DOCUMENT EXCERPT:
All features were calculated based on 3 different electrode derivations: 〈left ear〉 − 〈right ear〉 and 〈concha〉−〈canal〉 for each ear, where the concha electrodes are ‘A’, ‘B’, ‘C’ and canal are ‘T’, ‘E’, ‘I’ and 〈·〉 signifies the average, ignoring ‘NaN’-values. If the resulting derivations had NaN-values (for instance during movement artefacts where all electrodes are excluded simultaneously), the samples were interpolated using the closest non-NaN values on either side (time wise). For long interpolation segments, the synthetic data was made to converge to zero far from the edges. Please note that this does not introduce any new information to the classifier.

Classifier training

Each 30-second epoch was described by the 83 features as listed in Table 1, calculated for the three derivations described, for both the epoch itself, the 4 epochs preceding it and the 2 following it (7 epochs in total). In addition, the classifier was also informed how much of each epoch was removed due to EMG and movement artefacts. In total, this means each epoch was described by 1750 numbers: 1750 = 7 epochs · (3 derivations · 83 features + 1 estimated movement time).

When evaluating the automatic scoring, test and training sets were chosen in three different ways:

Leave-one-subject-out (LOSO): When scoring a night from subject i, the classifier was trained using all four recordings from N (between 1 and 19) other subjects. Thus, the classifier has not been trained on data from the subject on which it is tested.

[Image point grounding data]

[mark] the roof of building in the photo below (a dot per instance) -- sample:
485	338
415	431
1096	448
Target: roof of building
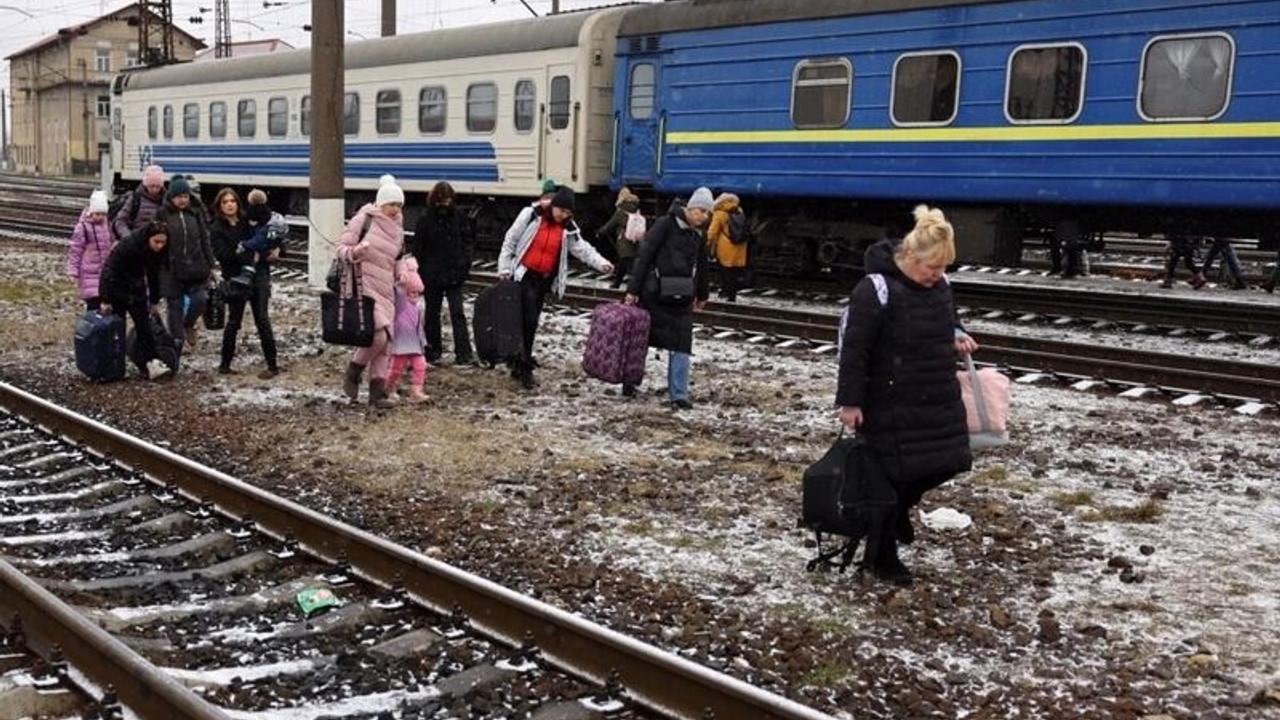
83	28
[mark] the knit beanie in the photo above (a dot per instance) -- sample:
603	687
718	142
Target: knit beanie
388	191
563	199
152	174
702	199
178	186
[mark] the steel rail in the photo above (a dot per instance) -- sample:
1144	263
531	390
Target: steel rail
49	621
656	679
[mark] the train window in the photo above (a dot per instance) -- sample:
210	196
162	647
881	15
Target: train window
432	109
1187	77
926	89
278	117
1046	83
643	90
351	113
481	106
246	118
218	119
191	121
557	108
526	100
387	112
821	91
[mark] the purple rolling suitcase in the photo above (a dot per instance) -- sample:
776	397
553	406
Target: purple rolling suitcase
617	343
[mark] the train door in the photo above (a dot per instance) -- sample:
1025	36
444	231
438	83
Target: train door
640	123
560	126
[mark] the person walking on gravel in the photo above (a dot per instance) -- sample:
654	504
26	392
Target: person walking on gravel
897	378
375	253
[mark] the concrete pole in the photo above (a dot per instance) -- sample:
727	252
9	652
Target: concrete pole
327	192
388	18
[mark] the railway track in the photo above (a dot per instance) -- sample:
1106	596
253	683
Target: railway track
179	587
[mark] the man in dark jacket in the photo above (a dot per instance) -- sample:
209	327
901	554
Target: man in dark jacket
897	378
670	279
191	261
443	263
131	287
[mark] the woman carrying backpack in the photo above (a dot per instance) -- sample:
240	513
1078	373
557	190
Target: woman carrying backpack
726	240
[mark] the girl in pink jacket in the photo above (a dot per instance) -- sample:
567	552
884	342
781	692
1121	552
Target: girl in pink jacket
91	244
375	255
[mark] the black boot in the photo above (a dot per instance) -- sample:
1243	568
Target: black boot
378	396
351	381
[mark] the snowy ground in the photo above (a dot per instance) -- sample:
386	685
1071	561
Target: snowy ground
1123	559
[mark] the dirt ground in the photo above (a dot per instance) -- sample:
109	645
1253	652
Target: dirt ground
1121	559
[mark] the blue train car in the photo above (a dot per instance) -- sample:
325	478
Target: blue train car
832	118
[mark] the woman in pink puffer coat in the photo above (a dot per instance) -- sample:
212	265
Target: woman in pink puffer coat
91	244
375	253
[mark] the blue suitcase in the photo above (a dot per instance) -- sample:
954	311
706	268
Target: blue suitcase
100	346
498	323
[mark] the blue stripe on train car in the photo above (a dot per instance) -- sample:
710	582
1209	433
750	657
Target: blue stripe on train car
725	100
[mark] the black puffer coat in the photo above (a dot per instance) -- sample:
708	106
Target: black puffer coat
675	249
132	272
443	256
899	364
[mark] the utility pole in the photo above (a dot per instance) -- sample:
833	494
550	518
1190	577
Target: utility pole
155	32
388	18
222	28
327	190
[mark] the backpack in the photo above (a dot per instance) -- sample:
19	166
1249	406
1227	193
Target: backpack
636	227
132	199
736	227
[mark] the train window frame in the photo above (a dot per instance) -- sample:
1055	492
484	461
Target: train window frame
351	114
278	117
425	119
799	85
246	117
218	119
474	122
955	94
635	100
1226	90
525	105
558	108
1080	92
191	121
385	121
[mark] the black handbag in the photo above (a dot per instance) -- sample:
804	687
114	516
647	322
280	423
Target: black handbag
347	318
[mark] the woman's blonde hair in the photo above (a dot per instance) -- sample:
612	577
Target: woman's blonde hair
933	237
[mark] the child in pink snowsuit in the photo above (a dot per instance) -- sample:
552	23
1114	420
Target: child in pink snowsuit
407	335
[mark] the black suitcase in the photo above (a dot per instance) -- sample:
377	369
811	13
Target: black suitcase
100	346
167	349
498	323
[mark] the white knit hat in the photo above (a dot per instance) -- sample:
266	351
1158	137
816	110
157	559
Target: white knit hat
97	201
702	199
388	191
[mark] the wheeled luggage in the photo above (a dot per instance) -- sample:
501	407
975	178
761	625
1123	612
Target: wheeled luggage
617	343
498	323
167	349
100	346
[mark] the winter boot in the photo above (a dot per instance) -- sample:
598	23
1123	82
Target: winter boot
351	381
378	396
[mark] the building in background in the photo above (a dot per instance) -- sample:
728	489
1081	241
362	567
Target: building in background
60	86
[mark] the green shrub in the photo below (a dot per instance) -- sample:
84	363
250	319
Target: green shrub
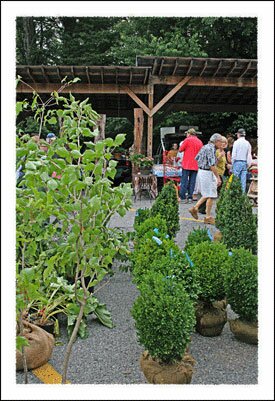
167	206
177	266
235	218
196	237
210	260
141	215
241	284
156	223
149	250
164	317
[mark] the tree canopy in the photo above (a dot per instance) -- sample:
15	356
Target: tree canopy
118	40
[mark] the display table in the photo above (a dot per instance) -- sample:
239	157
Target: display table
146	183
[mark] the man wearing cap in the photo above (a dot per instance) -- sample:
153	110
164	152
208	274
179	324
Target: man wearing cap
208	177
191	147
241	157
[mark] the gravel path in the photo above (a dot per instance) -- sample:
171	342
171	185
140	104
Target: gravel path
111	356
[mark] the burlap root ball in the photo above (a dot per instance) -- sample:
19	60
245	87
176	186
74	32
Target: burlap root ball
159	373
40	347
244	331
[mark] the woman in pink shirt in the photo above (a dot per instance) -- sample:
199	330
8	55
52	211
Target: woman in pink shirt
191	147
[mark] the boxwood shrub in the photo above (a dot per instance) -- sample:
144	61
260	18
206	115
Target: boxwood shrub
210	258
167	206
196	237
177	266
141	215
147	251
241	284
156	223
164	317
235	218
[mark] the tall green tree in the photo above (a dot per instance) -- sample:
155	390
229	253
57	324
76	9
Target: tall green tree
38	40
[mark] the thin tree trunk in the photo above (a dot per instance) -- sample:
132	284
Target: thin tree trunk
21	328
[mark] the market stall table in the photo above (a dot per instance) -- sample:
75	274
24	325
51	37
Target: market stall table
146	183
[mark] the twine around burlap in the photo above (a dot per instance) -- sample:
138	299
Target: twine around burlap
244	331
158	373
40	347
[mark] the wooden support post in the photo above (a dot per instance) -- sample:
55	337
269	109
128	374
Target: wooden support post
101	122
138	129
150	123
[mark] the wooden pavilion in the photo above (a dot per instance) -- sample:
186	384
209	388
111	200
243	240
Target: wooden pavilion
153	84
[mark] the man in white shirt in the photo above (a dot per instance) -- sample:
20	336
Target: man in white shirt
241	157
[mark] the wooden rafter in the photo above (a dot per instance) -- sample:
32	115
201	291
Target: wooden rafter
207	81
137	100
246	69
217	70
169	95
232	68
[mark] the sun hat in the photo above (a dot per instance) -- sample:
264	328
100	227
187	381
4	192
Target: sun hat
241	131
191	131
51	135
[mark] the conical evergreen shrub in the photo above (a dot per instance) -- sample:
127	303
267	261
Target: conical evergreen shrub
167	206
235	218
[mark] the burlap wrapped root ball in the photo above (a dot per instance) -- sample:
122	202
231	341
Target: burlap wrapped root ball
40	347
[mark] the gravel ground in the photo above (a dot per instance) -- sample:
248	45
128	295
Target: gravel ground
111	356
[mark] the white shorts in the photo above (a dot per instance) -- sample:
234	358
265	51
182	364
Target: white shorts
207	184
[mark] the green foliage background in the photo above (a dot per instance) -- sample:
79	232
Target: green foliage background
118	40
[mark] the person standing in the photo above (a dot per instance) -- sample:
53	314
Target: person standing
191	147
208	177
221	160
241	157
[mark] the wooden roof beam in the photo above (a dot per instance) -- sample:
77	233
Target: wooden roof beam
219	107
169	95
161	65
207	81
83	88
137	100
232	68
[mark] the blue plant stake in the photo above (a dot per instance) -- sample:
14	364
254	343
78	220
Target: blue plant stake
157	240
209	234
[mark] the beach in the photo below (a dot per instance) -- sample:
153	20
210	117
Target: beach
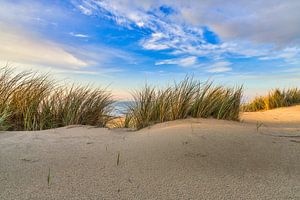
257	158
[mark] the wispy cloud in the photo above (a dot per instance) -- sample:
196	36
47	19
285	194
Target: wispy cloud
184	62
219	67
18	46
182	32
79	35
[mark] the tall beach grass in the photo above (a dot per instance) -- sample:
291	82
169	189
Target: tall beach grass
30	101
188	98
275	99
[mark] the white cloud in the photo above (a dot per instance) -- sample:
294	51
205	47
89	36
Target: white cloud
85	10
79	35
18	46
184	62
247	29
219	67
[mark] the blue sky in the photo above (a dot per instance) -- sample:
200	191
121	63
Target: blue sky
125	43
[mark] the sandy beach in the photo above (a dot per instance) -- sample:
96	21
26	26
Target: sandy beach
184	159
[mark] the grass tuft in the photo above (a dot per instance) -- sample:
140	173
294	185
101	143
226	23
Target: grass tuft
188	98
29	101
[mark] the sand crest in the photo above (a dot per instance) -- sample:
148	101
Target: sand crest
184	159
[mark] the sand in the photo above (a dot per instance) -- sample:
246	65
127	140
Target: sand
185	159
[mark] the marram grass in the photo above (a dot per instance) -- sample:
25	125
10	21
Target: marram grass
188	98
275	99
29	101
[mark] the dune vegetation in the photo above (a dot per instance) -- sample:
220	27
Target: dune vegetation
188	98
29	101
275	99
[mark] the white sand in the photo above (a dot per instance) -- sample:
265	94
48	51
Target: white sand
186	159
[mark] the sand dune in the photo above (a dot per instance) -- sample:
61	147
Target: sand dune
185	159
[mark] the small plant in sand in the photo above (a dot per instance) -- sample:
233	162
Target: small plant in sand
29	101
275	99
258	125
49	177
118	158
188	98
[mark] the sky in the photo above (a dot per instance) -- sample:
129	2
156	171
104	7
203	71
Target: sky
123	44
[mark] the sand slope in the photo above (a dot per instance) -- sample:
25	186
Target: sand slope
185	159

WHAT THE TASK REQUIRES:
According to the document excerpt, how many numbers were used to describe each epoch?

RESPONSE:
Each epoch was described by 1750 numbers.